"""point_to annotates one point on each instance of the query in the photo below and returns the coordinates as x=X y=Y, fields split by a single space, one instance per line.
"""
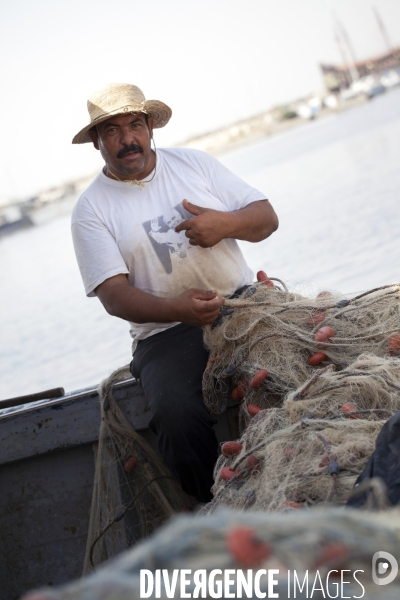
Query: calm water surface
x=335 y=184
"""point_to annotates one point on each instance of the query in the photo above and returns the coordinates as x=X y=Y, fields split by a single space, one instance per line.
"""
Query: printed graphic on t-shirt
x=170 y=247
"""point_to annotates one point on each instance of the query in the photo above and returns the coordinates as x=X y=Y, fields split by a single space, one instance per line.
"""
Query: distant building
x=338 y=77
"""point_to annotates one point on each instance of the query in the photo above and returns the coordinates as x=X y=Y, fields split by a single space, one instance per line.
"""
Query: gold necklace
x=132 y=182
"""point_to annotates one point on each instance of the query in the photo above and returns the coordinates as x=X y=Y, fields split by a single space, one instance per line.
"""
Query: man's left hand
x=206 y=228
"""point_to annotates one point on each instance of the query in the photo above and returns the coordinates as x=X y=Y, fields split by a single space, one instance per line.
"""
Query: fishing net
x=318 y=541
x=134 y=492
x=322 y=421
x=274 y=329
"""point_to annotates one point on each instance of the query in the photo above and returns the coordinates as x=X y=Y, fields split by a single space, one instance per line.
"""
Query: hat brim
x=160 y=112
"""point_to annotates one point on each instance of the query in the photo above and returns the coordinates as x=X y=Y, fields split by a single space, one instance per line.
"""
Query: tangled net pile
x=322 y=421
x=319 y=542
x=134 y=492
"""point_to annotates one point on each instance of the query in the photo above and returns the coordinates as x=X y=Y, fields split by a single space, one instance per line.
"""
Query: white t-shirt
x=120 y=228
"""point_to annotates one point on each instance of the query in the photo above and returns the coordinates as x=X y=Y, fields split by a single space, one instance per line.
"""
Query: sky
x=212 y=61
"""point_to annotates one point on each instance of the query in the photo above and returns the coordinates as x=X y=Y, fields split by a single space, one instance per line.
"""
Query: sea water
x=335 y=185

################

# WORK REQUIRED
Leave out the pictures, and give all the records again exactly.

# EXERCISE RESPONSE
"""point_to annotates one point on each instance of the query in the photo below and returns the coordinates as x=X y=Y, fields split by a single space, one instance per line.
"""
Query: calm water surface
x=335 y=184
"""point_to annotates one point on each instance of the query in the photo above and returns the coordinates as x=X y=Y, fields split by a single space, one instance per line.
"""
Query: printed graphic on t-shirt
x=170 y=247
"""point_to annotates one point on each instance of the query in the photo above and returns the coordinates as x=X y=Y, fields split by a single space, one instance per line.
"""
Query: distant building
x=338 y=77
"""point_to annotates one point on each instance of the query in the photo above and returns the coordinates as x=X y=Y, fields split by a single space, one instance per line.
"""
Query: gold necklace
x=132 y=182
"""point_to annotates one point on each instance of the query in the photo above and returns the coordinates as x=X y=Y, fields split by a single space, one instance per line.
"""
Query: man's left hand
x=206 y=228
"""point_to annotates one point on each instance of the query in the photo above and returns the coordinates as x=X y=Y, fields split by a single space, one instance per line.
"""
Query: fishing net
x=318 y=541
x=134 y=492
x=322 y=421
x=274 y=329
"""point_to annotates one point on each instance of the query in the photo above and returns the coordinates as x=X y=Y, fields split by a single space, one instance per line.
"""
Query: hat brim
x=160 y=112
"""point_to annotates one point on each instance of the query in the photo above and returns the coordinates as x=X y=Y, fields split by a single space, one instance per line.
"""
Query: tangled net pile
x=322 y=421
x=319 y=542
x=134 y=492
"""point_to annotates one point on each instance of the query in the photo above and returns the coordinates as x=X y=Y, fields split by a single space, one instance per line.
"""
Query: white t-shirt
x=120 y=228
"""point_to annotates one point on each instance of the query in the photo above and returns the coordinates as x=X y=Y, fields split by a single space, one instance per line.
"""
Query: sky
x=212 y=61
"""point_to annotates one point on each instance of the query in the photo above and returns the coordinates as x=X y=Y, fields split by a single space, one instance per line.
"""
Query: sea water
x=335 y=185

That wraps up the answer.